▶ **Brief 1**: Reproduce the stretch from "Nathan Wright, assistant" through "lively debates emerge." in the article on the popular music course, substituting "spirited discussions" for "lively debates".

▶ **Passage to read**:
++++

By Alicia Bessette
Photo by Paola Nogueras ’84
Illustration by Esther Bunning
Professor Nathan Wright bases his course on the
conceptual tool of the “cultural diamond,” which has
four corners—the cultural object (in this case music),
its creators, its audience, and its social world.
How did Elvis become King?
A. Perhaps the birth of rock and roll resulted from antitrust
legislation, and changes in the nature of radio due to
the advent of television.
B. Perhaps the racial context of the 1950s, the mixing of
Black and White artists, audiences, and forms of music
made Elvis a star.
C. Or, perhaps there was something special about the
music itself.
All of the above are viable scenarios in a course on how
sociology offers a better understanding of popular music, and
how popular music offers a better understanding of society.
Nathan Wright, assistant professor of sociology, built the
course around sociologist Wendy Griswold’s conceptual tool
of the “cultural diamond”: at its four corners, the cultural
object (in this case music), its creators, its audience, and its
social world.
“The goal is to use pop music as an analytic lens to
explore all these relationships more broadly,” Wright says.
“The point is that you can’t understand anything cultural
without paying attention to all four points on the diamond,
and all six relationships among those four points.”
As students plug variables into the cultural diamond
model, lively debates emerge.

++++

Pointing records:

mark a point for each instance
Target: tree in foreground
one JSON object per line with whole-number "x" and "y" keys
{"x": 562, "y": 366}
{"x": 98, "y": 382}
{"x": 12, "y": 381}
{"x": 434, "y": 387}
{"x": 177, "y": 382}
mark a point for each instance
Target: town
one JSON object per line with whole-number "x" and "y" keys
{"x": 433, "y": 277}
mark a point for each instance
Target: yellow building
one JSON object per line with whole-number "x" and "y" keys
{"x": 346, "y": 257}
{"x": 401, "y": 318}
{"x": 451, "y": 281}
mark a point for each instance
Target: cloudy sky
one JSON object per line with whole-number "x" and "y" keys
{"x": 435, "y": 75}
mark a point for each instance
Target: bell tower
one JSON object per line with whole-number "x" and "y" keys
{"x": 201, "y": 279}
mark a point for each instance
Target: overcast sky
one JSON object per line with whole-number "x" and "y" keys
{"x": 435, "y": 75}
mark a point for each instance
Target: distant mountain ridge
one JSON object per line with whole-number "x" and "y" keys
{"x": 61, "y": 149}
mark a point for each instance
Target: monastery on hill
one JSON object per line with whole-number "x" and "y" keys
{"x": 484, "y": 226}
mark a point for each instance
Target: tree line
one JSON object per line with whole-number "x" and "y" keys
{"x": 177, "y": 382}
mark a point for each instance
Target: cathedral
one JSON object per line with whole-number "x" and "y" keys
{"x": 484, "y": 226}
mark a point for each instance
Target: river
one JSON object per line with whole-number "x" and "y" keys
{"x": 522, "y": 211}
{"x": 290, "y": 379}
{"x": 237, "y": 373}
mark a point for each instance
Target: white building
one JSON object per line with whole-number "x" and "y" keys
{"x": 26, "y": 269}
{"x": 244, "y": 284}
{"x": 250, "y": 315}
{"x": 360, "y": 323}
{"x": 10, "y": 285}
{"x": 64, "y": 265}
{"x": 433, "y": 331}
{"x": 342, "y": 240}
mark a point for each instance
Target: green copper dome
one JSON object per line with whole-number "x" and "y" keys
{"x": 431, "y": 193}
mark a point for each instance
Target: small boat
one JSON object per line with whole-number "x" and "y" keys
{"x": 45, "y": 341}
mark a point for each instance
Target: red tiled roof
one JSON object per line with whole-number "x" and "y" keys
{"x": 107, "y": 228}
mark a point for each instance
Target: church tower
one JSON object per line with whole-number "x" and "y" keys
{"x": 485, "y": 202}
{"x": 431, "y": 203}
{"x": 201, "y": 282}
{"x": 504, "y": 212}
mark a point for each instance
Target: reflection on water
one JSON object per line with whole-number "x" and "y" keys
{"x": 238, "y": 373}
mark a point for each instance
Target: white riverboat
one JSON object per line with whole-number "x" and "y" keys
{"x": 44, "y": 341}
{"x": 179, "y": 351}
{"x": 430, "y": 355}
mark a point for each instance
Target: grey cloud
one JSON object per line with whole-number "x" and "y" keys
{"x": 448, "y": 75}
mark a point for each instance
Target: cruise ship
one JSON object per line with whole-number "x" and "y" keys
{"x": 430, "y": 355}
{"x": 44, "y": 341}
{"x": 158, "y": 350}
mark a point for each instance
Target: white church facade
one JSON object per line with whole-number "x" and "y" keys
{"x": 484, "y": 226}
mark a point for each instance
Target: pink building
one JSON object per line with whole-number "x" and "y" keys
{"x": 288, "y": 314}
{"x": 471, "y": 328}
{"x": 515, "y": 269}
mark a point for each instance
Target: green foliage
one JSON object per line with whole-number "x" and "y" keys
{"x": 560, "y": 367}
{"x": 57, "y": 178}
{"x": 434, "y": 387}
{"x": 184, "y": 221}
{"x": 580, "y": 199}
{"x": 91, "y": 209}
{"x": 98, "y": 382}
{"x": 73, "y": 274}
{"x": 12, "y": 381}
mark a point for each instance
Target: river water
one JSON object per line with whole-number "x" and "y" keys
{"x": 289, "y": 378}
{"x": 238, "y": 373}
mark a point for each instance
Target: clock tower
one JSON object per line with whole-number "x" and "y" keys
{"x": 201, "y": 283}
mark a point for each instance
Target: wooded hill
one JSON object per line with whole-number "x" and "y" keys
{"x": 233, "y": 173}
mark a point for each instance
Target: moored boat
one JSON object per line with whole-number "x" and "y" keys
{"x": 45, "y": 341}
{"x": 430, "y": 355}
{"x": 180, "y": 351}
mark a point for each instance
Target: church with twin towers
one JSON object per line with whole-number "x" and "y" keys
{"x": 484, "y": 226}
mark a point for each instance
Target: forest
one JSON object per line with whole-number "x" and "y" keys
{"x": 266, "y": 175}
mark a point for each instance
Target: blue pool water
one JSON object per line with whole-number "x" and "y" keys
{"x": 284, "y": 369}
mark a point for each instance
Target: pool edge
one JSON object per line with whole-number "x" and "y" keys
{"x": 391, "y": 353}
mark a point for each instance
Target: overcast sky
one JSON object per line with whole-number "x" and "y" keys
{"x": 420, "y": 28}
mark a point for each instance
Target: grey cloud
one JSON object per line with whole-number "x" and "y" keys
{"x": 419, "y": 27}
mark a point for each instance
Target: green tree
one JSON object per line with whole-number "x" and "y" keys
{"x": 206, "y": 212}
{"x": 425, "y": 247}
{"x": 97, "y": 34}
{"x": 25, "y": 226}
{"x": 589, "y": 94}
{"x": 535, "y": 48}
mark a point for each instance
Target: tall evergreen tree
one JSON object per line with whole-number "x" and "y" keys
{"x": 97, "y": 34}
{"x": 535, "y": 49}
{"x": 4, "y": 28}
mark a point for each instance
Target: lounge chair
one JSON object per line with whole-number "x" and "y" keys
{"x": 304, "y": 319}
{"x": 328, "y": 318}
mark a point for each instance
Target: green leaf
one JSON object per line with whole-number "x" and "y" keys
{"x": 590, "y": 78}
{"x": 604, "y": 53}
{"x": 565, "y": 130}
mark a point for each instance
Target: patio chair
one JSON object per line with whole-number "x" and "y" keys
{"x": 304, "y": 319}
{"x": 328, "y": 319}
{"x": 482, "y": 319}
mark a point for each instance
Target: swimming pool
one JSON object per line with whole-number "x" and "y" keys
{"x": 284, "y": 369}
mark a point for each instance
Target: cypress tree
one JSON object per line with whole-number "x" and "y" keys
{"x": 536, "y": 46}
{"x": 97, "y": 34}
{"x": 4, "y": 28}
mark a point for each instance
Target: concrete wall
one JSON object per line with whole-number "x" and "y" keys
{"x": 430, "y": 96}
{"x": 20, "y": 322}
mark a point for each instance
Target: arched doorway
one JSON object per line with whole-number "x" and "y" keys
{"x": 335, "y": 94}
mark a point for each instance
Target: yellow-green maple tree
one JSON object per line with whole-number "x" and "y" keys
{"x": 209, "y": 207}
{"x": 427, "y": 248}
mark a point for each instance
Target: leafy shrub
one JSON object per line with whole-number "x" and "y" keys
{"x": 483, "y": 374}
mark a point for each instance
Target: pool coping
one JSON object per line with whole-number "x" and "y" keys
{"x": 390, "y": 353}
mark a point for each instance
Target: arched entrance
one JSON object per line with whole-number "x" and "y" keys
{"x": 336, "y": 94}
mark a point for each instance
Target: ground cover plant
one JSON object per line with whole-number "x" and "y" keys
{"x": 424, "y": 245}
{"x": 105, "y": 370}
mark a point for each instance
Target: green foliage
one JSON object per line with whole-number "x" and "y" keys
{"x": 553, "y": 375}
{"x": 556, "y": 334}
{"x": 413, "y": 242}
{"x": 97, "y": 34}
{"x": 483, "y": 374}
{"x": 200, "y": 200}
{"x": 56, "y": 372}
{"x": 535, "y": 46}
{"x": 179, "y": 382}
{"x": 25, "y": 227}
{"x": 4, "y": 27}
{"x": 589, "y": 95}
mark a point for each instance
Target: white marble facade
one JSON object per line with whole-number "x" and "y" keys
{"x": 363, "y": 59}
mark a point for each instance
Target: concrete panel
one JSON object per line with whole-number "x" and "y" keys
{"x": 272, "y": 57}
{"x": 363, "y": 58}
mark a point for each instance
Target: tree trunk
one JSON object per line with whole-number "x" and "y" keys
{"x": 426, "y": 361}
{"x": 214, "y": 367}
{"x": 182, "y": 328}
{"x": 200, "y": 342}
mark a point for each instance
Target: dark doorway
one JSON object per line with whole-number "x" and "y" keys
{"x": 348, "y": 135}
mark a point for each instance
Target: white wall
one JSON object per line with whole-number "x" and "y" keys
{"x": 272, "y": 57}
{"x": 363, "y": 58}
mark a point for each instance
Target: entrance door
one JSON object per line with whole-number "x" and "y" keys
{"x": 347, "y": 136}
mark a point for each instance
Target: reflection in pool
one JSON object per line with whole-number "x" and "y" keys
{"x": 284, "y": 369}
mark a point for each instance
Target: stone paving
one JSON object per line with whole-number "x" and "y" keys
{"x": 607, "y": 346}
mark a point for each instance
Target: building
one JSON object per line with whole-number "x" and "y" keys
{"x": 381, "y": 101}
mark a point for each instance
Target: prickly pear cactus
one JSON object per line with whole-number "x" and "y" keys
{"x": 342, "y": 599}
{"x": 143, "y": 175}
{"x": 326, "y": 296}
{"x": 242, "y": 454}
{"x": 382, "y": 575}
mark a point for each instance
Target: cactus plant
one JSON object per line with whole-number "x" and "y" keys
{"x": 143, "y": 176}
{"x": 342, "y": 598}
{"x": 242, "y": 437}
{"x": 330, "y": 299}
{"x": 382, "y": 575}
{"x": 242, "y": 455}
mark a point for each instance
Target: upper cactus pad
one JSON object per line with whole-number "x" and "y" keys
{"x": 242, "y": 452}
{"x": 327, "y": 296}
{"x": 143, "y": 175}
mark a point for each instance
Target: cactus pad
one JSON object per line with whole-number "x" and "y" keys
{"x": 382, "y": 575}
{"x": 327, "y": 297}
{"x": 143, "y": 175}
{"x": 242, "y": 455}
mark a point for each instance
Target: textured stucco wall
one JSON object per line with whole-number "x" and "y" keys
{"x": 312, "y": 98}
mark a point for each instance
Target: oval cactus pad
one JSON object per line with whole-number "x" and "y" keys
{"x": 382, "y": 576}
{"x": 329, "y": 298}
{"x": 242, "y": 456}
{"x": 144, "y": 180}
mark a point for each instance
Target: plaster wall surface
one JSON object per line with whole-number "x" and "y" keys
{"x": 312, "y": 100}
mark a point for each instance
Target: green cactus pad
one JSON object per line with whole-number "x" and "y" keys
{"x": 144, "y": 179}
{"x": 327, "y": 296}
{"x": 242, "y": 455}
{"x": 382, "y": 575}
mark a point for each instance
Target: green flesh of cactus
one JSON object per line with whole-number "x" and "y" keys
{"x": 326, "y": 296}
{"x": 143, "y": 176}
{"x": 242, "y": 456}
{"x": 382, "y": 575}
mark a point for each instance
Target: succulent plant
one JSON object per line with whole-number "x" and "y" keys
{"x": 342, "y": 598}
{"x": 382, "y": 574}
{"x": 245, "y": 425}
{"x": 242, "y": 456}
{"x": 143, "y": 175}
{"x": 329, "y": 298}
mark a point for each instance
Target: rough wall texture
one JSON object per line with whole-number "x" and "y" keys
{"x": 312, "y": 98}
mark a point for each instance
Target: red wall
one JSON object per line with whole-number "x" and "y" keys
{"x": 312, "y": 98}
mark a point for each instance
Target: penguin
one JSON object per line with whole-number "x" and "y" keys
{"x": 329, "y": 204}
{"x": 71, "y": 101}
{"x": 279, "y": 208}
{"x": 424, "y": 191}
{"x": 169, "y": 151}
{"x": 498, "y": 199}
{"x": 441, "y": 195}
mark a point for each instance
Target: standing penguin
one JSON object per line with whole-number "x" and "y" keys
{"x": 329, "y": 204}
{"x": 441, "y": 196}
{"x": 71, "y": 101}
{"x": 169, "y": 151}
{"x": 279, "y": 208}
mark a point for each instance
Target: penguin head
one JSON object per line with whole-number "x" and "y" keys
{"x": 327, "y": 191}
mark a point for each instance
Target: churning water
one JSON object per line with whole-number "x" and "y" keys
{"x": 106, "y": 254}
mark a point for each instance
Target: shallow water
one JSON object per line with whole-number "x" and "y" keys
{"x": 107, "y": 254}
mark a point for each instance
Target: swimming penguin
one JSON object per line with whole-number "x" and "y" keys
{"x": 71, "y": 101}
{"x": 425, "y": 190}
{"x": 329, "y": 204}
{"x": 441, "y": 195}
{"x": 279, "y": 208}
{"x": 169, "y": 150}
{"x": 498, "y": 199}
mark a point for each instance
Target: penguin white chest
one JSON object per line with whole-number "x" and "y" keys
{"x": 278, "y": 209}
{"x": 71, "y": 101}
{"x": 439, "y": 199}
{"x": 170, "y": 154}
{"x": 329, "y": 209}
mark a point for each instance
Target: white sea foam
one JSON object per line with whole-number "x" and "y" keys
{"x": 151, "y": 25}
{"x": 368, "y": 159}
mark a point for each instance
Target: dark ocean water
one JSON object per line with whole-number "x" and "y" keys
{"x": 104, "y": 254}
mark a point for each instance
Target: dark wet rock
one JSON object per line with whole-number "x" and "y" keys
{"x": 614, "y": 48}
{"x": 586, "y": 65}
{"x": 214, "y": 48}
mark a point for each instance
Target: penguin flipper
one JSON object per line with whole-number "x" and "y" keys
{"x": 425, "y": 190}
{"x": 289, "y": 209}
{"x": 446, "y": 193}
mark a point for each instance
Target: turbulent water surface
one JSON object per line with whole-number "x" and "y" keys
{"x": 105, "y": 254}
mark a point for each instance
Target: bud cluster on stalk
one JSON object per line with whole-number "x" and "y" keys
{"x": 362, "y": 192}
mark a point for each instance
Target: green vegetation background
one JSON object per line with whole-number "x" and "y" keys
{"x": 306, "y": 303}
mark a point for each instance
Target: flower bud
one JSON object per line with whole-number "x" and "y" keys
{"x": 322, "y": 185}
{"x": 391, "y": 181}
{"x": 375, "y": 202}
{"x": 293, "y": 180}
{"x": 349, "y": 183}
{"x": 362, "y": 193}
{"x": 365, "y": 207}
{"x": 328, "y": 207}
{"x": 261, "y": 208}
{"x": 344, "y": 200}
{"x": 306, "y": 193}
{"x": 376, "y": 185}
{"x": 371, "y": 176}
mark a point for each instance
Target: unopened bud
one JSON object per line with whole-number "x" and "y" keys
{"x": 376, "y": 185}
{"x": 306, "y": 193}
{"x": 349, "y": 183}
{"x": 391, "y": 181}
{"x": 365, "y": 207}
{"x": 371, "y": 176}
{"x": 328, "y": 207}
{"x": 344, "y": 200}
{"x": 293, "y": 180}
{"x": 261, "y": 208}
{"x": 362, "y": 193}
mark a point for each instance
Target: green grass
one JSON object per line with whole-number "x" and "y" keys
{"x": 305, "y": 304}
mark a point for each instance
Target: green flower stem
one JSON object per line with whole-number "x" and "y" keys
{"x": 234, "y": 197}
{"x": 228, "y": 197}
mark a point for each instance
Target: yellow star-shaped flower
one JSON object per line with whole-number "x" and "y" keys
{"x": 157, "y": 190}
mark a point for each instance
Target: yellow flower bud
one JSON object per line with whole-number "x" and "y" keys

++++

▶ **Brief 2**: Count the lines of the records that contain the string "reflection", treating case as significant. Give only the number.

▶ **Final answer 1**:
Nathan Wright, assistant professor of sociology, built the
course around sociologist Wendy Griswold’s conceptual tool
of the “cultural diamond”: at its four corners, the cultural
object (in this case music), its creators, its audience, and its
social world.
“The goal is to use pop music as an analytic lens to
explore all these relationships more broadly,” Wright says.
“The point is that you can’t understand anything cultural
without paying attention to all four points on the diamond,
and all six relationships among those four points.”
As students plug variables into the cultural diamond
model, spirited discussions emerge.

▶ **Final answer 2**: 2